Task prompt: Copy out each line of the material in which the word "wall" can be found.

Information shown:
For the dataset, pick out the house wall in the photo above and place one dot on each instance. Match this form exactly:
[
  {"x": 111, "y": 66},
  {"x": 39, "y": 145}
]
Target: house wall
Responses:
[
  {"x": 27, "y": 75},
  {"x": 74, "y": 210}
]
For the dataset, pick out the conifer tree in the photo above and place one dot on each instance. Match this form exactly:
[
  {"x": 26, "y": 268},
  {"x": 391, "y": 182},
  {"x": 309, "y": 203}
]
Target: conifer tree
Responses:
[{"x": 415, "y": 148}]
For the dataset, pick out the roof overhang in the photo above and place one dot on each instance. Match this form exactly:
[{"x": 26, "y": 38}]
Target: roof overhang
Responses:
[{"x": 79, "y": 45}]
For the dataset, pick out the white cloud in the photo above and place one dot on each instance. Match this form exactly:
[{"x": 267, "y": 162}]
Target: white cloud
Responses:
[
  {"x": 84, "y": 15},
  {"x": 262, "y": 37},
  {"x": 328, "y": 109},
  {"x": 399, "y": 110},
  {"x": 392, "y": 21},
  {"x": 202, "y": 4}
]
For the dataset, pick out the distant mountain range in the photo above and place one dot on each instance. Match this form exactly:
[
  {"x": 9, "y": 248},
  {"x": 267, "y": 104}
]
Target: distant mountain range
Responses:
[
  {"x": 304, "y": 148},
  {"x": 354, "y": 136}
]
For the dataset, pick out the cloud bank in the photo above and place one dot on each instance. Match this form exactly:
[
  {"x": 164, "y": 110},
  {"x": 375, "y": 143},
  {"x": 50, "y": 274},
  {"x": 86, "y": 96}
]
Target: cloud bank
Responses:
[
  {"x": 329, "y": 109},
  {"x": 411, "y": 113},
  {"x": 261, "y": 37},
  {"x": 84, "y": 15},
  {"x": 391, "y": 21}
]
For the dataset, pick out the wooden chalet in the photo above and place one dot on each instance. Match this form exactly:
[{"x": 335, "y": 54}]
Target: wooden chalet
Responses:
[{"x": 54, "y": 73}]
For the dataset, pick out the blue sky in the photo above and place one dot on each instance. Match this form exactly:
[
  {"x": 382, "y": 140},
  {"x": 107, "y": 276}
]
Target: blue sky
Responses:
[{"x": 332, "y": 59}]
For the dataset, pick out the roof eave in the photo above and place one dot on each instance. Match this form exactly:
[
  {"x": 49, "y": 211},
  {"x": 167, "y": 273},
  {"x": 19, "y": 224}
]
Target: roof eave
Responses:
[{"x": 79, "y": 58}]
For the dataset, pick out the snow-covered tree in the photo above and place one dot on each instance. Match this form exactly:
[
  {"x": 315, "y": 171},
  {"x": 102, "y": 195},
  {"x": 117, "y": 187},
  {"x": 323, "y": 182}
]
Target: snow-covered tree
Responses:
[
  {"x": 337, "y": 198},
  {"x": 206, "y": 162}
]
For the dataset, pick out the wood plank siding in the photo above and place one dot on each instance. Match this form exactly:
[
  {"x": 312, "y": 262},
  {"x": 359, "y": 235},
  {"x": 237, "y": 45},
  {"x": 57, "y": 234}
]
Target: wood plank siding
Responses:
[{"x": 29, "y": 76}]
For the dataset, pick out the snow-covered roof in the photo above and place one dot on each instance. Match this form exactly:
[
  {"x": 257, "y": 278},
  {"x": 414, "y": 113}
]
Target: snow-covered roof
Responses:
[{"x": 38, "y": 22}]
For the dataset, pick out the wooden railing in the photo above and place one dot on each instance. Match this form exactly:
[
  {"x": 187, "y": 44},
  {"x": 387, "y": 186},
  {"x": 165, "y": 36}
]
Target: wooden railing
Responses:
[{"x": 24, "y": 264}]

Response area:
For the dataset, pick out the house wall in the photo above and place one dot on each instance. Match this form exactly:
Target: house wall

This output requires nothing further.